**Problem statement**
Please reproduce the article below on evaluations of the Haiti earthquake response in full, word for word.

Wednesday, April 13, 2011

ARTICLE - KEY FINDINGS OF ALNAP'S MAPPING AND ANALYSIS

HAITI EARTHQUAKE RESPONSE - KEY FINDINGS FROM ALNAP'S MAPPING AND ANALYSIS OF EVALUATIONS
(Reuters) - By Josh Harris - Source: ALNAP

As of January 2011, at least 45 evaluations are known to have been done of various aspects of the international response to the Haiti earthquake. ALNAP's latest report provides a mapping and analysis of these evaluations, to help support the ongoing efforts by agencies working in Haiti. ALNAP has worked with the OECD-DAC Evaluation Network, the UN Evaluation Group to produce this paper and this blog represents some of the key findings that may be of interest to ALNAP members.

Emerging conclusions The aim of this report is to survey evaluation activity, rather than to synthesize the lessons from evaluations. Nonetheless, a brief summary of the principal conclusions emerging so far can be identified:

1. Despite great personal losses, huge logistical challenges and a disaster of enormous scale, international donors and agencies quickly mobilized to deliver medical care, food, water, shelter and protection for people in need.

2. The quality of the initial response was hindered by: a ceaseless flow of often-inexperienced small NGOs and in-kind donations; a limited understanding of the context, particularly the urban setting; by-passing of local authorities and civil society groups; insufficient communication with affected populations; lack of attention to how assistance could better support coping strategies; weak humanitarian leadership structures, including a weak relationship with military leadership; inadequate systems for data collection and analysis.

3. These weaknesses in the humanitarian response have had a negative impact on the speed and sustainability of recovery going forward. At the same time, the success of Haiti’s recovery will primarily be driven by whether an effective and inclusive government-led plan for recovery and reconstruction exists.

**Data excerpts**
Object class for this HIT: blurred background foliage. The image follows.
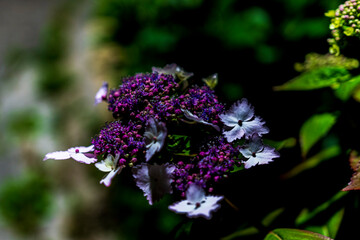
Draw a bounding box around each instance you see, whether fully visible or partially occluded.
[0,0,360,240]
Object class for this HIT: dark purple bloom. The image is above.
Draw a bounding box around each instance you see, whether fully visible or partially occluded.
[108,72,179,123]
[220,98,269,142]
[92,121,146,166]
[172,86,225,128]
[174,137,239,195]
[240,134,280,168]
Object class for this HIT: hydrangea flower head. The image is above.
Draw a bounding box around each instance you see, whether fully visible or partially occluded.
[92,121,146,166]
[169,184,223,219]
[108,72,179,123]
[172,86,225,128]
[144,118,167,161]
[95,155,123,187]
[133,163,175,205]
[240,134,280,168]
[43,145,97,164]
[174,137,239,195]
[220,98,269,142]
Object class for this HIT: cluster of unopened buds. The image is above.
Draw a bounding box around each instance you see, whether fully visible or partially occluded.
[325,0,360,55]
[44,64,279,219]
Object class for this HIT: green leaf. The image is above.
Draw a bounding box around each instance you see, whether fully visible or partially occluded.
[264,228,331,240]
[295,191,347,226]
[264,138,296,151]
[282,145,341,179]
[167,134,191,156]
[306,209,344,238]
[300,113,337,157]
[334,75,360,101]
[274,67,350,91]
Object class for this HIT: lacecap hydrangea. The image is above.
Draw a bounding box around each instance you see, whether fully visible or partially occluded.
[44,64,279,219]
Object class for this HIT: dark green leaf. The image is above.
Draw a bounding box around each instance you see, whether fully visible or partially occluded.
[274,67,350,91]
[282,145,341,179]
[264,228,331,240]
[334,76,360,101]
[300,113,337,157]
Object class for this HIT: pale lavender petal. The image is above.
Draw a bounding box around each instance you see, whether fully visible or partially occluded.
[223,125,245,142]
[43,151,70,161]
[186,184,205,203]
[145,142,160,162]
[94,82,109,105]
[229,98,254,121]
[133,164,175,205]
[95,161,112,172]
[169,200,196,213]
[70,153,97,164]
[241,117,269,138]
[244,145,280,168]
[240,134,264,158]
[181,109,220,131]
[144,118,167,161]
[187,196,223,220]
[100,167,122,187]
[68,145,94,153]
[219,113,239,127]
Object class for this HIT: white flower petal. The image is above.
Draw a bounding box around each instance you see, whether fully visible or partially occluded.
[95,161,112,172]
[242,116,269,138]
[68,145,94,153]
[187,196,223,219]
[100,167,122,187]
[94,82,109,105]
[169,200,196,213]
[44,151,70,161]
[223,125,245,142]
[186,184,205,203]
[228,98,254,121]
[70,153,97,164]
[133,164,175,205]
[219,113,239,127]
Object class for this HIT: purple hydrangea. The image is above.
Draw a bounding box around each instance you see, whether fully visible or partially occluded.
[220,98,269,142]
[169,184,224,219]
[172,86,225,128]
[133,163,175,205]
[92,121,146,166]
[108,72,179,122]
[174,137,239,195]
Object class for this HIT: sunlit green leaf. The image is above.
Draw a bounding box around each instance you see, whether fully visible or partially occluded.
[264,228,331,240]
[299,113,337,156]
[274,67,350,91]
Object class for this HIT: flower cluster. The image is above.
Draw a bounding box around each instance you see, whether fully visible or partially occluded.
[325,0,360,55]
[44,64,279,219]
[107,72,179,122]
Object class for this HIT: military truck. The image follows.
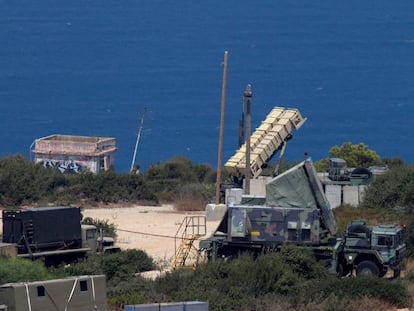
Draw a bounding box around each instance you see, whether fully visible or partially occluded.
[199,158,406,276]
[2,206,120,265]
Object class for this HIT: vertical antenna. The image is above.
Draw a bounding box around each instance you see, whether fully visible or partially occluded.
[129,109,146,173]
[216,51,228,204]
[239,96,245,148]
[244,84,253,194]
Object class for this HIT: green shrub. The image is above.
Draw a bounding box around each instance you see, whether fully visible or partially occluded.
[82,217,116,238]
[0,257,53,284]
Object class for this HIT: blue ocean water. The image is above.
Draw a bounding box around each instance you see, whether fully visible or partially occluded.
[0,0,414,172]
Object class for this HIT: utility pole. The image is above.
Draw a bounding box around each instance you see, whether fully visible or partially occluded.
[244,84,253,194]
[216,51,229,204]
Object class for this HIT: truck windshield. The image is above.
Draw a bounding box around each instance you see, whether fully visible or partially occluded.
[378,235,394,246]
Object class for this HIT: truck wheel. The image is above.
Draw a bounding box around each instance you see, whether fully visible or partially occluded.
[356,260,379,276]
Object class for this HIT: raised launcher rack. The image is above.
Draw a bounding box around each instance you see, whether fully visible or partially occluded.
[224,107,306,178]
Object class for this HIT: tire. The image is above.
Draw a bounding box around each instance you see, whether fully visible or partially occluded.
[356,260,380,276]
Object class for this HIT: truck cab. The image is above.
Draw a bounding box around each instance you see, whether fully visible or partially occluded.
[333,221,406,277]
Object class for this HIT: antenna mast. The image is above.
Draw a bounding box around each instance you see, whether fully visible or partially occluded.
[216,51,228,204]
[129,109,145,173]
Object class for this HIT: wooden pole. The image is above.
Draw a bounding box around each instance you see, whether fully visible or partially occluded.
[216,51,228,204]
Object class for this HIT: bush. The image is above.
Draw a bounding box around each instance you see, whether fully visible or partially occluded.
[82,217,116,239]
[174,183,209,211]
[301,276,409,307]
[0,257,53,284]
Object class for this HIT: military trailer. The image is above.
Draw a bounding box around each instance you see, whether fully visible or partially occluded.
[0,275,109,311]
[2,206,119,265]
[199,158,405,276]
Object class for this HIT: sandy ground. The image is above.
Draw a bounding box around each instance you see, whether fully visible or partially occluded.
[82,205,222,264]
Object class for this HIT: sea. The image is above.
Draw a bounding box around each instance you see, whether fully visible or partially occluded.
[0,0,414,173]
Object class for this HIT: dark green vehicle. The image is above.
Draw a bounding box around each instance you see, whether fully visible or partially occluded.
[199,159,406,276]
[333,221,406,277]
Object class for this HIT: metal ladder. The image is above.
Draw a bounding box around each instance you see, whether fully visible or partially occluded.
[172,216,207,269]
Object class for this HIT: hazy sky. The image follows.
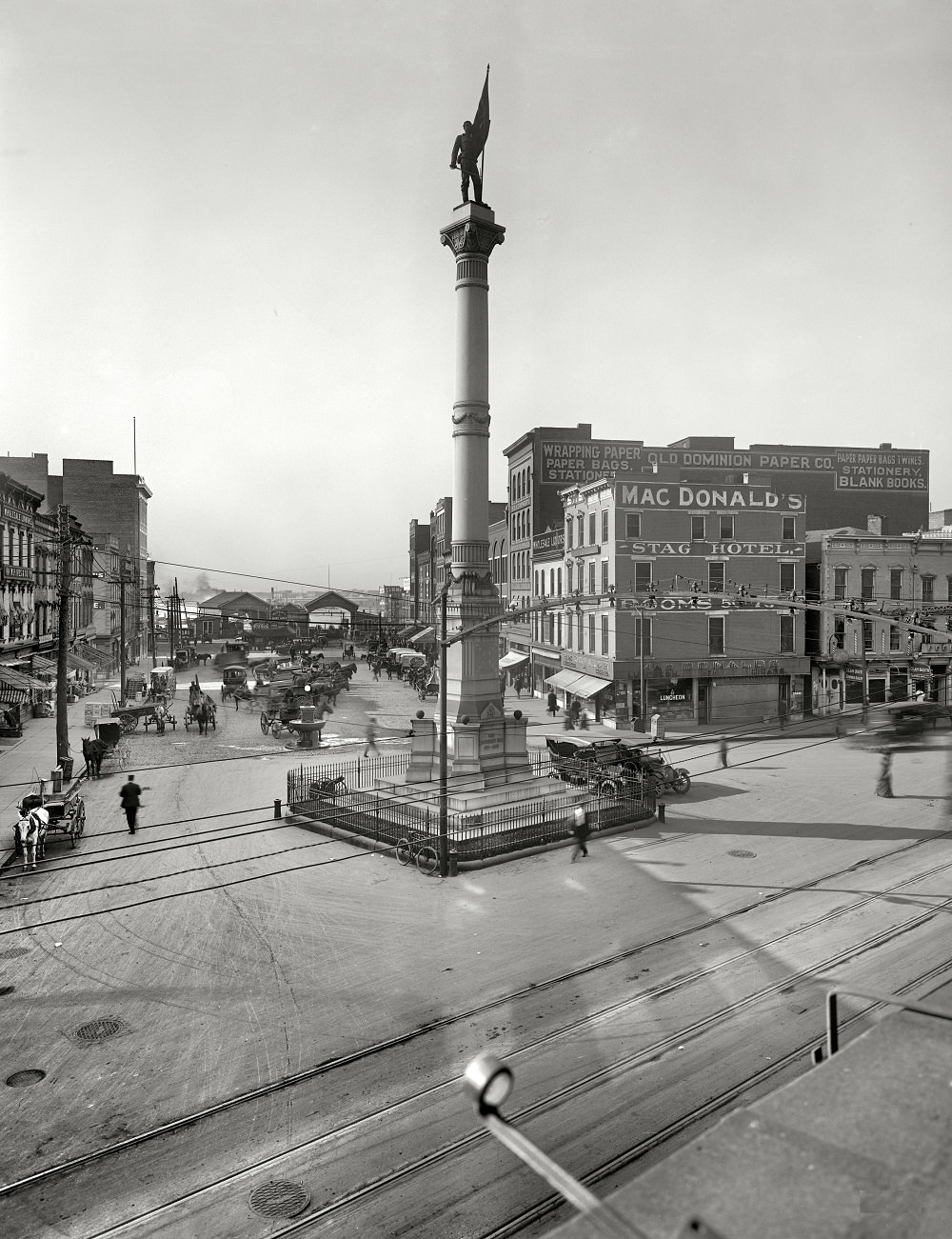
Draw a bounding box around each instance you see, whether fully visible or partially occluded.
[0,0,952,588]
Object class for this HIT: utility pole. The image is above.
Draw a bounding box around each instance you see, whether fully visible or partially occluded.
[119,556,128,705]
[149,585,158,667]
[56,503,73,766]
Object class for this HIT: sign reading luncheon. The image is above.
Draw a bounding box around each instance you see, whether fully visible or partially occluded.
[615,482,803,511]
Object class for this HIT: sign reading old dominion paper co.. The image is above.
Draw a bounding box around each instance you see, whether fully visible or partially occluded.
[535,433,928,532]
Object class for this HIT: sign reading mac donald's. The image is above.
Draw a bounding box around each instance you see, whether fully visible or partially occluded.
[615,482,803,511]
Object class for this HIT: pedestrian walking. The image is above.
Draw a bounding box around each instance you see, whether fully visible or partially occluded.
[877,749,894,800]
[572,804,592,864]
[119,774,143,835]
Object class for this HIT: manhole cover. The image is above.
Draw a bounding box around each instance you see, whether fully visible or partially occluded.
[248,1180,310,1218]
[7,1067,46,1088]
[75,1020,123,1041]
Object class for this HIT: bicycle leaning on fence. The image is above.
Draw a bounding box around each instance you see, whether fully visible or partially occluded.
[396,835,440,877]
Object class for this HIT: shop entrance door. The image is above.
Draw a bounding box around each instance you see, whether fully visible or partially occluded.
[697,680,710,728]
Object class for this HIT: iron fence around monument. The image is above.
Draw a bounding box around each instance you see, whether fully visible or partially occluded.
[288,753,655,864]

**Problem solution**
Wednesday, April 13, 2011

ARTICLE - KEY FINDINGS OF ALNAP'S MAPPING AND ANALYSIS

HAITI EARTHQUAKE RESPONSE - KEY FINDINGS FROM ALNAP'S MAPPING AND ANALYSIS OF EVALUATIONS
(Reuters) - By Josh Harris - Source: ALNAP

As of January 2011, at least 45 evaluations are known to have been done of various aspects of the international response to the Haiti earthquake. ALNAP's latest report provides a mapping and analysis of these evaluations, to help support the ongoing efforts by agencies working in Haiti. ALNAP has worked with the OECD-DAC Evaluation Network, the UN Evaluation Group to produce this paper and this blog represents some of the key findings that may be of interest to ALNAP members.

Emerging conclusions The aim of this report is to survey evaluation activity, rather than to synthesize the lessons from evaluations. Nonetheless, a brief summary of the principal conclusions emerging so far can be identified:

1. Despite great personal losses, huge logistical challenges and a disaster of enormous scale, international donors and agencies quickly mobilized to deliver medical care, food, water, shelter and protection for people in need.

2. The quality of the initial response was hindered by: a ceaseless flow of often-inexperienced small NGOs and in-kind donations; a limited understanding of the context, particularly the urban setting; by-passing of local authorities and civil society groups; insufficient communication with affected populations; lack of attention to how assistance could better support coping strategies; weak humanitarian leadership structures, including a weak relationship with military leadership; inadequate systems for data collection and analysis.

3. These weaknesses in the humanitarian response have had a negative impact on the speed and sustainability of recovery going forward. At the same time, the success of Haiti’s recovery will primarily be driven by whether an effective and inclusive government-led plan for recovery and reconstruction exists.